Your objective ▸
Repetition must be exact and must stop with the line bearing "Indicate each instance of the orange". It begins at the first line of the records and includes no pictures.

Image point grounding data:

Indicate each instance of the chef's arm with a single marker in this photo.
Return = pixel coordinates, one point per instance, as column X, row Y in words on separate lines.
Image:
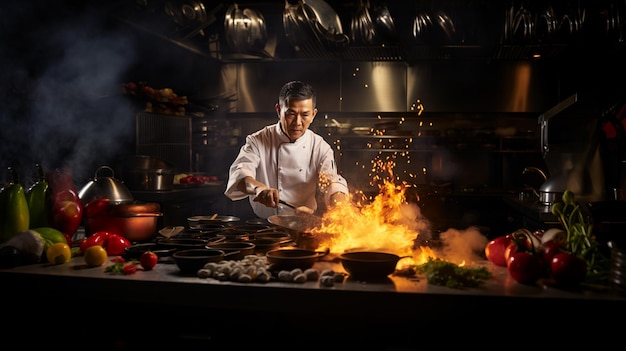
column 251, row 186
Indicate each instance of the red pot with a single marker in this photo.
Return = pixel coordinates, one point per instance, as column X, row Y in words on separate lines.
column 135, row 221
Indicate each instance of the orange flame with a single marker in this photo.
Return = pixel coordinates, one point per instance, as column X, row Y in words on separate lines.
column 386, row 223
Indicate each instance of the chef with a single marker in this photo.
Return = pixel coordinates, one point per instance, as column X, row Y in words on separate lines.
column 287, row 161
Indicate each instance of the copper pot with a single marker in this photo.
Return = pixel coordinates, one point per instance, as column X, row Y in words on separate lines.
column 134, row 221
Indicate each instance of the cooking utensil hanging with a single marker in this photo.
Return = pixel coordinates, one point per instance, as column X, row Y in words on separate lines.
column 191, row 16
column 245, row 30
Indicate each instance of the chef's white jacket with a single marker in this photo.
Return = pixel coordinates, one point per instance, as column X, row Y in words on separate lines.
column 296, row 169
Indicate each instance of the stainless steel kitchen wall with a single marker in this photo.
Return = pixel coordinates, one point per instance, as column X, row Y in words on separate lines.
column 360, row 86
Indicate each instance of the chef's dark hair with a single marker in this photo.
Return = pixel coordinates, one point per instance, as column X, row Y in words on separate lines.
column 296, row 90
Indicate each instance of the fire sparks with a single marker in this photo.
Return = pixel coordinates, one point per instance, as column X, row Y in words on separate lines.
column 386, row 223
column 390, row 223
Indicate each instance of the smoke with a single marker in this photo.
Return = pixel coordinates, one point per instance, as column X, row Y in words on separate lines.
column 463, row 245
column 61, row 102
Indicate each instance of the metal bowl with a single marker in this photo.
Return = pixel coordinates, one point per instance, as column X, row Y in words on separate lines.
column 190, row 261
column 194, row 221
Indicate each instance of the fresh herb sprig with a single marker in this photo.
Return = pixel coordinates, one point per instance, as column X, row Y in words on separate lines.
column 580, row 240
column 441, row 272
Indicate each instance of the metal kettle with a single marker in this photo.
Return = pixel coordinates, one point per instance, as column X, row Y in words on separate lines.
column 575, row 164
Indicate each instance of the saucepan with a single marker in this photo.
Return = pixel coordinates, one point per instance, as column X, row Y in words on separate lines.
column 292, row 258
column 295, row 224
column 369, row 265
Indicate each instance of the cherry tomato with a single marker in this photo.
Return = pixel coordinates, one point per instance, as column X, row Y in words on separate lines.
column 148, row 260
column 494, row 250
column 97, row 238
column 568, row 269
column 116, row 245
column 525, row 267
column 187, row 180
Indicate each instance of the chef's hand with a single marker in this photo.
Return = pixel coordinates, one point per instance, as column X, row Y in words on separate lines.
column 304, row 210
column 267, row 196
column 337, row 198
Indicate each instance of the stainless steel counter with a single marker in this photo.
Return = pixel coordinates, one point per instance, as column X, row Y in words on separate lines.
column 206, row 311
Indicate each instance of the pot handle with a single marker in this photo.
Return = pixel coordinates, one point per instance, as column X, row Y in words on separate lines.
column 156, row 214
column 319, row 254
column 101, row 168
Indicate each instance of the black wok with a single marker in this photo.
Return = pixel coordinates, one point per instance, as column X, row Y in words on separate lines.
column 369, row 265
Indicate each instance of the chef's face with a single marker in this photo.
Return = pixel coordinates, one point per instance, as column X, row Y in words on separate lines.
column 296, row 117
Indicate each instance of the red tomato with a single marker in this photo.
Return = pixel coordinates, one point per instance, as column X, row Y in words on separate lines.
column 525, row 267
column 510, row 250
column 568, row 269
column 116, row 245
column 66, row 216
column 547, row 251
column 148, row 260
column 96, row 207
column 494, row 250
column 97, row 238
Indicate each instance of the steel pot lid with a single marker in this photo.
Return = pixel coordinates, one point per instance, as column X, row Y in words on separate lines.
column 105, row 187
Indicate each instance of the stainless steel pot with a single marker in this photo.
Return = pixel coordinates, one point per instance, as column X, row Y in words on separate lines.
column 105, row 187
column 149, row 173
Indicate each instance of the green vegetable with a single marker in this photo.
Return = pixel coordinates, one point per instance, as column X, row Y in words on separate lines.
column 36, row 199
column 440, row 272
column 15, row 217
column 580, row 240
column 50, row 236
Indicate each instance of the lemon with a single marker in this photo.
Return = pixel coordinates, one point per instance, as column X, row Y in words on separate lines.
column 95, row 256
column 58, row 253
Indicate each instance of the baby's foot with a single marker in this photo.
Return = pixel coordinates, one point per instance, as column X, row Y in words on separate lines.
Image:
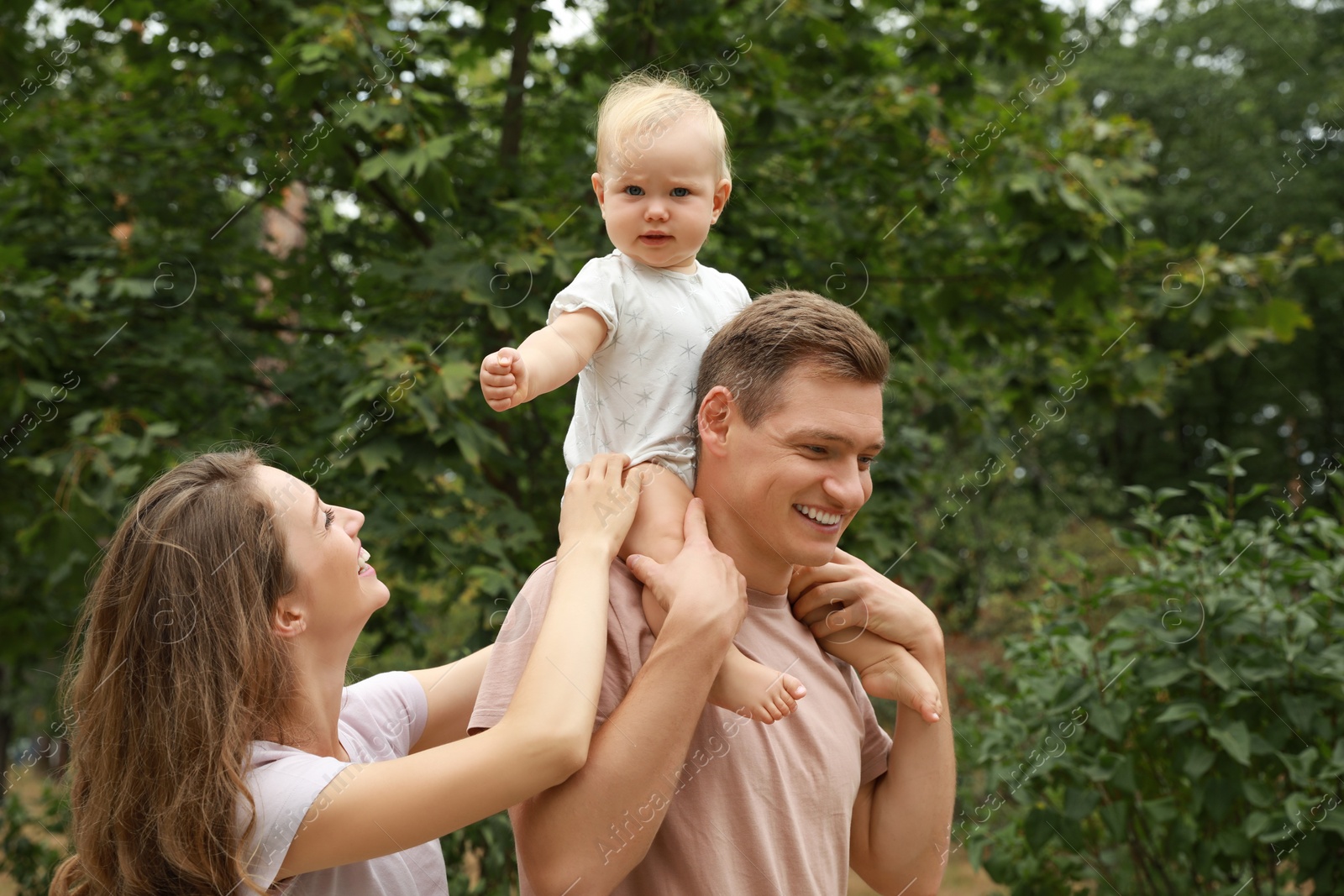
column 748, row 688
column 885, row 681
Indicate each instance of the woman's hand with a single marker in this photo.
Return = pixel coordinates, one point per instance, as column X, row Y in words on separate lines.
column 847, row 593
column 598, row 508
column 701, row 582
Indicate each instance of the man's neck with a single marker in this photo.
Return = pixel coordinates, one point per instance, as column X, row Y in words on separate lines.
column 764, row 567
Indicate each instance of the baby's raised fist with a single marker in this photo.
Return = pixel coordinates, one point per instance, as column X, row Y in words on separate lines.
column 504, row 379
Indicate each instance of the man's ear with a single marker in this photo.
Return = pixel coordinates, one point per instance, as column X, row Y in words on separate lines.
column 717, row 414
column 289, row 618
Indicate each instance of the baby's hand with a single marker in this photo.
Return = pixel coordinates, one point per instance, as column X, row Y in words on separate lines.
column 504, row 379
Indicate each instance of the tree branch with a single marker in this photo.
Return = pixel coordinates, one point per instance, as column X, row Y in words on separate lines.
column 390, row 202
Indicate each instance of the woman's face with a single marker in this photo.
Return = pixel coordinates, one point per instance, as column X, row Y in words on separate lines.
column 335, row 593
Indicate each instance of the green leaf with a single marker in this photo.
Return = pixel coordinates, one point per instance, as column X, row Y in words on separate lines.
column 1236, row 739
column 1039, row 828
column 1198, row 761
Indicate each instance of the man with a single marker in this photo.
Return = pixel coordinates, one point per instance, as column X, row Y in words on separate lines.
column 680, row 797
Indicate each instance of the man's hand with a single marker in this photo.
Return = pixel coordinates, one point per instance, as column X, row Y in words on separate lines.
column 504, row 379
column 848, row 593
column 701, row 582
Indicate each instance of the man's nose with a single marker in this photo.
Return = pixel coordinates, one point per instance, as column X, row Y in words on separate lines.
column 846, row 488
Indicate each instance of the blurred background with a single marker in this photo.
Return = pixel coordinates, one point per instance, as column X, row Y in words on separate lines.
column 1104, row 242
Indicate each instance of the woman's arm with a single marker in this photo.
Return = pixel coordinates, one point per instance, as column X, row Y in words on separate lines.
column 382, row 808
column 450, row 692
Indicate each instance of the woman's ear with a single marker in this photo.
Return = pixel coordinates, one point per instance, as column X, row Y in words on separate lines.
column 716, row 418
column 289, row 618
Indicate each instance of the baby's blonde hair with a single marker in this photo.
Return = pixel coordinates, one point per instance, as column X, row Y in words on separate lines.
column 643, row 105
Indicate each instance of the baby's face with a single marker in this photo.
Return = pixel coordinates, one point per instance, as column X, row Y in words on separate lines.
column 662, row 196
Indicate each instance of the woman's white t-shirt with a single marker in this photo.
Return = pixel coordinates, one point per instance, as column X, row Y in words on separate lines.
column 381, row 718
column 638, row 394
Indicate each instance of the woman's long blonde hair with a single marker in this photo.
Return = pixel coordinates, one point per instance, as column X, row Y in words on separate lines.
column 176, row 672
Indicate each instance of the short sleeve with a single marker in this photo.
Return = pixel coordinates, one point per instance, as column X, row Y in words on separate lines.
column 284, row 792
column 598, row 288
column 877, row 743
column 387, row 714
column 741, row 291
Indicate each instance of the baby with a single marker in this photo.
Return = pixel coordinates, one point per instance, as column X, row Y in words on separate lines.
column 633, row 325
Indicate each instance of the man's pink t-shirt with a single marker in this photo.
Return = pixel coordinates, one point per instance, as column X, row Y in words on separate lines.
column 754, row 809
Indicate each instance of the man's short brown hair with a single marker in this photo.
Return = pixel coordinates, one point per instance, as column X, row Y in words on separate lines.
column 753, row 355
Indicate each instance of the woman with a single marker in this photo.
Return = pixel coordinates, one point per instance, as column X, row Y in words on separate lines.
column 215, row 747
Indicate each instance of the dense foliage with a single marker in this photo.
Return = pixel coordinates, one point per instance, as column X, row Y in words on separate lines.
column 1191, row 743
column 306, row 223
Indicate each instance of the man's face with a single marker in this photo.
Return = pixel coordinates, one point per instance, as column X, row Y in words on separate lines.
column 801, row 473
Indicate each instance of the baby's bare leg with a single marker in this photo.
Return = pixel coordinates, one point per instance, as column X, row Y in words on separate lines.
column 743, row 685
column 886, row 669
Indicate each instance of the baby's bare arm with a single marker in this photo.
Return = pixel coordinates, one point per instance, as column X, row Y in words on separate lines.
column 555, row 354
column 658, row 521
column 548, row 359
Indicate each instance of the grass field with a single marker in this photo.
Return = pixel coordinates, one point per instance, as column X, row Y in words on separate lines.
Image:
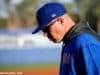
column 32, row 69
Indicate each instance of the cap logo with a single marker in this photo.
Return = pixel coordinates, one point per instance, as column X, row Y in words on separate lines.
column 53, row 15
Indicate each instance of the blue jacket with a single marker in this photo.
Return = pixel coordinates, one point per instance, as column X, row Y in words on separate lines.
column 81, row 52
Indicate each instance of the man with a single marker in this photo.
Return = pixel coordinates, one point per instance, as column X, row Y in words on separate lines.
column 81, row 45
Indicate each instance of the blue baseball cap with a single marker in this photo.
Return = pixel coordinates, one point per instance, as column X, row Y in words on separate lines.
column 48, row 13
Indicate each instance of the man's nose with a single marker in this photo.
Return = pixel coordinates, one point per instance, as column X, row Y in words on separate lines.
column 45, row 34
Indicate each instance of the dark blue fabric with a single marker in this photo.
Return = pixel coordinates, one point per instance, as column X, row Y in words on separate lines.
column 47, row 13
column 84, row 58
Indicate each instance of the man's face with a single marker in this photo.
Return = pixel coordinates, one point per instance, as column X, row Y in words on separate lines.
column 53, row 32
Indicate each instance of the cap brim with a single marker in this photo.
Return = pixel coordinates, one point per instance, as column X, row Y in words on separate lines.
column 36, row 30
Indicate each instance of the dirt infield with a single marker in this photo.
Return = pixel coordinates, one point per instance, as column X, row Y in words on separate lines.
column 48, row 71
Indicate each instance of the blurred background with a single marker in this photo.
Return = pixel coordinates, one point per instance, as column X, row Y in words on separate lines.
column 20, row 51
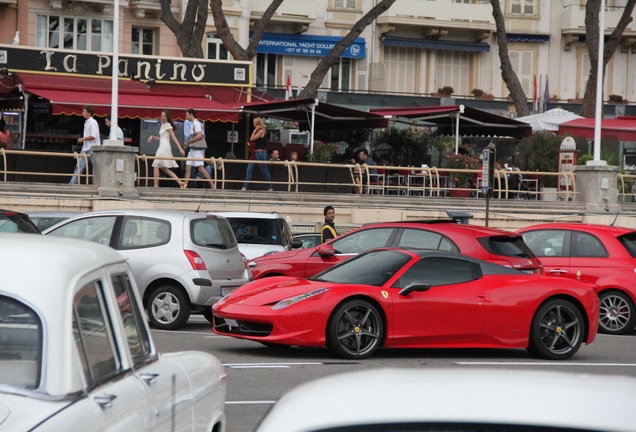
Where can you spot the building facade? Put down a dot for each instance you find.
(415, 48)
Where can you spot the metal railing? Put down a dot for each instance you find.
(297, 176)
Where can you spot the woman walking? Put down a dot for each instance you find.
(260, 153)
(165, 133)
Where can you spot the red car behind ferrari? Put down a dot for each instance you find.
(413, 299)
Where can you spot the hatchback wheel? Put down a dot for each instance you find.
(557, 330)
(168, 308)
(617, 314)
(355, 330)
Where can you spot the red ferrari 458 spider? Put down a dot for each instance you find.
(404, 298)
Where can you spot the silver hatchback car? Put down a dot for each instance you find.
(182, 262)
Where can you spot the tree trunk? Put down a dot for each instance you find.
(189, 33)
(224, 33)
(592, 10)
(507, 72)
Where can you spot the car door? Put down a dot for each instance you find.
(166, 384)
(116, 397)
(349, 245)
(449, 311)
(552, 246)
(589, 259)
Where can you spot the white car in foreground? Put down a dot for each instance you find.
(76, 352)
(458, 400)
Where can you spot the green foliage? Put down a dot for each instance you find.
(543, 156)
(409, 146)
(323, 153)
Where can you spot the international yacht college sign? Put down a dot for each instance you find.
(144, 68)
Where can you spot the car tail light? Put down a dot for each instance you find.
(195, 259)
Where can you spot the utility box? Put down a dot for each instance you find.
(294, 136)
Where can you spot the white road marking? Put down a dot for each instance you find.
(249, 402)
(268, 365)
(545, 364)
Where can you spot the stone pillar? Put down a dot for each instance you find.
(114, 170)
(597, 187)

Task solution ▸
Indicate each instance of the chef's arm with a single marker in this photo.
Return = pixel coordinates, one point per instance, as column X, row Y in words on separate lines.
Image:
column 251, row 186
Indicate each instance of the red pot with a single marker in this photo.
Return = pixel coordinates, one point per instance, as column X, row Y in words on separate lines.
column 135, row 221
Indicate each instance of the orange flame with a single marker in this photo.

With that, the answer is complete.